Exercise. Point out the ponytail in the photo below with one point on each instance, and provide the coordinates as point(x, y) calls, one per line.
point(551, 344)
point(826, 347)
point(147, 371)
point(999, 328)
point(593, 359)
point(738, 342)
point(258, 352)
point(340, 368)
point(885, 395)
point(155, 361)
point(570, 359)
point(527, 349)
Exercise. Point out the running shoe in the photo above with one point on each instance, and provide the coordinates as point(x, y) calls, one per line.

---

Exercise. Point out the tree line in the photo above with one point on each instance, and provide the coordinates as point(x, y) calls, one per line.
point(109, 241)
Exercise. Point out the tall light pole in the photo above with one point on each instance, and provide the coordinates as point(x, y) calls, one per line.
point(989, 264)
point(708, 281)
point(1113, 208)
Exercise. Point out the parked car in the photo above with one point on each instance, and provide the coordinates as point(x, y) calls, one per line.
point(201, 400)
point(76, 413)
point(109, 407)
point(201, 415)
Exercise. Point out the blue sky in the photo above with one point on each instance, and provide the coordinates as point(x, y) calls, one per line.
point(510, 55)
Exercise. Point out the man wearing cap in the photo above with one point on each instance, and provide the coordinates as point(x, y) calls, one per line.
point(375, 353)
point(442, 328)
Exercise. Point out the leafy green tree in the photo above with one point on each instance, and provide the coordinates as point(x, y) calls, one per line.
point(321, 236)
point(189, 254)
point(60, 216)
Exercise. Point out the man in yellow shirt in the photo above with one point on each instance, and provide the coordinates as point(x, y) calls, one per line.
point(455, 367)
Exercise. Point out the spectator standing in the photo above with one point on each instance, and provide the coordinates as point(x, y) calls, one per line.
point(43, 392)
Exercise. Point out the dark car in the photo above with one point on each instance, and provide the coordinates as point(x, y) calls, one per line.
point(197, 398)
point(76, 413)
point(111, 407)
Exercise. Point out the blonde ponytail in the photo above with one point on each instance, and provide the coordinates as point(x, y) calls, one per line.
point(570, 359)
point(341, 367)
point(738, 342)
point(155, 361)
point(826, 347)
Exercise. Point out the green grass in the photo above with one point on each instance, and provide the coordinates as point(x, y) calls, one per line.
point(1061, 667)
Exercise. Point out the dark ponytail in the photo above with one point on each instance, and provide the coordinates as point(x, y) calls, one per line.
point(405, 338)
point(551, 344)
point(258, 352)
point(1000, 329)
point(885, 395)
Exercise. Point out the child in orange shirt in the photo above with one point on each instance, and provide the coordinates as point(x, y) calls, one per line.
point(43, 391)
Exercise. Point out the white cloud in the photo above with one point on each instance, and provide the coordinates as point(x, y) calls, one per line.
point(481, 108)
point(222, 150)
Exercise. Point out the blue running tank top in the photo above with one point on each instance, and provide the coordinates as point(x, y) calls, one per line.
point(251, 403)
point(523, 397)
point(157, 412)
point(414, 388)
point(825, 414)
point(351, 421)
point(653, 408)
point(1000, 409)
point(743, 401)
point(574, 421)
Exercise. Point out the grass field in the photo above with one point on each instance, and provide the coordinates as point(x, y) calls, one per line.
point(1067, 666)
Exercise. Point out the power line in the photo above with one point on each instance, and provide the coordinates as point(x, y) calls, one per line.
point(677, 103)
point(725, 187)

* WHAT THE EXERCISE ASKS: From the records above, retype only the lines starting at the line that contains "Exercise. Point out the ponytail" and ending at the line that contains "Exercise. Point out the running", both included.

* ANSWER SECTION:
Exercise. Point out the ponytail in the photo below with one point on each instance, and provide the coordinates as point(x, y) calls, one per line.
point(551, 344)
point(826, 347)
point(147, 371)
point(999, 328)
point(593, 359)
point(738, 342)
point(258, 352)
point(340, 368)
point(885, 395)
point(155, 361)
point(570, 359)
point(527, 349)
Exercise. Point out the running shoe in the photo above with one point on each instance, and provide the coordinates as point(x, y) calls, one per line.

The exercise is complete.